PROBLEM TO SOLVE:
Copy out every line below that contains the string "above". Case counts, so a line matches only if the letters are in the same case.

◇ ◇ ◇ ◇ ◇ ◇ ◇

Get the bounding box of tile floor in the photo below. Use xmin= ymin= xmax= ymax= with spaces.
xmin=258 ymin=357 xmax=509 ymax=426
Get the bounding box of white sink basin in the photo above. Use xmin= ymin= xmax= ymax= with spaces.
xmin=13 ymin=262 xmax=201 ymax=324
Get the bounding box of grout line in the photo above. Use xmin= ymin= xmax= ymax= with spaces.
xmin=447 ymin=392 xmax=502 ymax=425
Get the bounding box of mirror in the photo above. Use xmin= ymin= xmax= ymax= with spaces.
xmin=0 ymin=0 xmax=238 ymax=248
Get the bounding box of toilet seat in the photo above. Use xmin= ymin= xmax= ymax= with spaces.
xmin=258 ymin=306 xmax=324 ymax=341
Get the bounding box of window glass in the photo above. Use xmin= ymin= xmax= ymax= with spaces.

◇ ◇ ◇ ◇ ◇ ◇ ◇

ANSWER FOR THE TASK:
Get the bounding box of white sink basin in the photo above. Use xmin= ymin= xmax= ymax= with spaces.
Get the bounding box of grout line in the photo above. Use xmin= ymin= xmax= ymax= with spaces.
Get the bounding box of mirror in the photo above. Use xmin= ymin= xmax= ymax= with spaces.
Get the bounding box of toilet seat in the photo above. Use xmin= ymin= xmax= ymax= with spaces.
Get the bounding box of window glass in the photo above. Use xmin= ymin= xmax= ymax= with spaces.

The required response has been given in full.